> **CONJUNTO DE EXERCÍCIOS**
a - Resuma em duas frases o texto sobre o plano de ajuda à Grécia.
b - Transcreva do texto sobre o plano de ajuda à Grécia o trecho que começa em "O governo de" e segue até "um economista grego.".

> **TEXTO DE PARTIDA**
──────────────────────────────

O governo de Papandreou obteve na terça-feira um voto de confiança do Parlamento, o que motivou um curto suspiro de alívio em Bruxelas. Na quinta-feira, houve acordo - um segundo plano de ajuda, que pode ultrapassar os 110 mil milhões de euros, condicionado pela aplicação de medidas de austeridade. Envolve uma quase reforma fiscal - "Fez-se num dia o que os gregos discutem há trinta anos", observou um jornalista.

Falta a aprovação pelo Parlamento de Atenas, entre 28 e 30 de Junho. Mesmo que Giorgios Papandreou consiga fazer passar o acordo, assegurando a precária coesão do Pasok, o partido maioritário, tal não significa o fim dos trabalhos. Será sempre uma decisão frágil pois não terá os votos da oposição. A Grécia será de novo paralisada por uma greve geral. E, sobretudo, a "tolerância pública da austeridade pode ter atingido o ponto de ruptura", avisa um economista grego.

Quais são as alternativas? O líder da oposição conservadora, Antonis Samaras, continua a cavalgar o descontentamento, calculando que, assim, vencerá as eleições que considera inevitáveis. E já que a Grécia ameaça "arrastar o euro na sua queda", ele "estica a corda" e diz não aos apelos da UE para aceitar um governo de "unidade nacional". Recusa a austeridade - "a medicação que está a matar o doente" - e exige uma política de relançamento assente numa baixa geral de impostos. Não explica as consequências de um default, que implicaria o risco de saída do euro.

──────────────────────────────

> **REGISTOS DE DADOS**
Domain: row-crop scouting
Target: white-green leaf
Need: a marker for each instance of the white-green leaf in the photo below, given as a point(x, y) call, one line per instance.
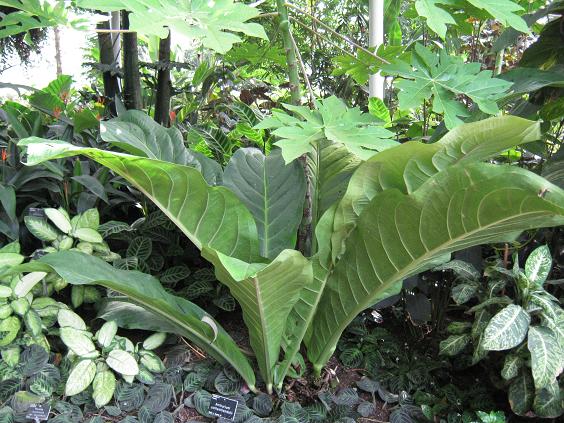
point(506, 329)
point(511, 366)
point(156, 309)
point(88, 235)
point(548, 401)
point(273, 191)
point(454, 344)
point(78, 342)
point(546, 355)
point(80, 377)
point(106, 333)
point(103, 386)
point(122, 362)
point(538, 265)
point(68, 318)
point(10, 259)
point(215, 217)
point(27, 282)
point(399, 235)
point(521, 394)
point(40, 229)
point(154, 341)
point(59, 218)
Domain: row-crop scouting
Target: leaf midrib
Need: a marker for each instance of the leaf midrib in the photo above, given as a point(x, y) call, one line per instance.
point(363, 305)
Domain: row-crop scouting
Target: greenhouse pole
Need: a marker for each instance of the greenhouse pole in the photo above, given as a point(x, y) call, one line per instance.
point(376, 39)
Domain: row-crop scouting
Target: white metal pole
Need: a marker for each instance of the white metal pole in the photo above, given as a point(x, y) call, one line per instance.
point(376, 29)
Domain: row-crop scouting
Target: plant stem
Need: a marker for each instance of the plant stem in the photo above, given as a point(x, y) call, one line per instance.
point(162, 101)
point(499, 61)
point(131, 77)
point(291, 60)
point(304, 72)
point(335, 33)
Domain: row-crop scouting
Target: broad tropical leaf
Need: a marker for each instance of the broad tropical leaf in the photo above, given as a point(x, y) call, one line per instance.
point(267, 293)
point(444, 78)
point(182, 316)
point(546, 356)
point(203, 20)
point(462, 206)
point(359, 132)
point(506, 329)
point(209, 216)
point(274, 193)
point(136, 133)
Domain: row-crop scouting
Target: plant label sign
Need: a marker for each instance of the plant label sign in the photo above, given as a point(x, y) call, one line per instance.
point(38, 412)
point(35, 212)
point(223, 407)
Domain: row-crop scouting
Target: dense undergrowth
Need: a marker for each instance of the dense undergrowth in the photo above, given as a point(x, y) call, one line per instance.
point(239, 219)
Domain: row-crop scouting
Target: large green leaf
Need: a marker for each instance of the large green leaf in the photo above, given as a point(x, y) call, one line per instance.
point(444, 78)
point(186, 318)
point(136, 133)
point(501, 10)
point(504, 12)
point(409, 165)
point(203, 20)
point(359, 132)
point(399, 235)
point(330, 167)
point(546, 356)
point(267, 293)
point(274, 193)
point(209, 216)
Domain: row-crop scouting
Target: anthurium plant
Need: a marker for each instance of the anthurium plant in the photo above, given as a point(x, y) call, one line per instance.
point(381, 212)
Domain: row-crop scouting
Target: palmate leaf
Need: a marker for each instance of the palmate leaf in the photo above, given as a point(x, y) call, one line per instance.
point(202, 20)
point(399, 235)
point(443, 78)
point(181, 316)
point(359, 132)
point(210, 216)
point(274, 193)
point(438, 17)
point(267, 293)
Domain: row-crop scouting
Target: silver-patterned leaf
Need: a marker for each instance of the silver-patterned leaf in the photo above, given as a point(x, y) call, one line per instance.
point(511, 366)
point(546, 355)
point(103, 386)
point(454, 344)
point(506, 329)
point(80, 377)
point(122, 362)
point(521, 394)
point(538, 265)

──────────────────────────────

> **LISTA DE RESPOSTAS**
a - Depois de o governo de Papandreou obter um voto de confiança do Parlamento, houve acordo sobre um segundo plano de ajuda, condicionado pela aplicação de medidas de austeridade, que ainda falta aprovar no Parlamento de Atenas entre 28 e 30 de Junho. Mesmo que passe, será uma decisão frágil sem os votos da oposição, cujo líder, Antonis Samaras, recusa a austeridade e exige uma política de relançamento assente numa baixa geral de impostos.

b -
O governo de Papandreou obteve na terça-feira um voto de confiança do Parlamento, o que motivou um curto suspiro de alívio em Bruxelas. Na quinta-feira, houve acordo - um segundo plano de ajuda, que pode ultrapassar os 110 mil milhões de euros, condicionado pela aplicação de medidas de austeridade. Envolve uma quase reforma fiscal - "Fez-se num dia o que os gregos discutem há trinta anos", observou um jornalista.

Falta a aprovação pelo Parlamento de Atenas, entre 28 e 30 de Junho. Mesmo que Giorgios Papandreou consiga fazer passar o acordo, assegurando a precária coesão do Pasok, o partido maioritário, tal não significa o fim dos trabalhos. Será sempre uma decisão frágil pois não terá os votos da oposição. A Grécia será de novo paralisada por uma greve geral. E, sobretudo, a "tolerância pública da austeridade pode ter atingido o ponto de ruptura", avisa um economista grego.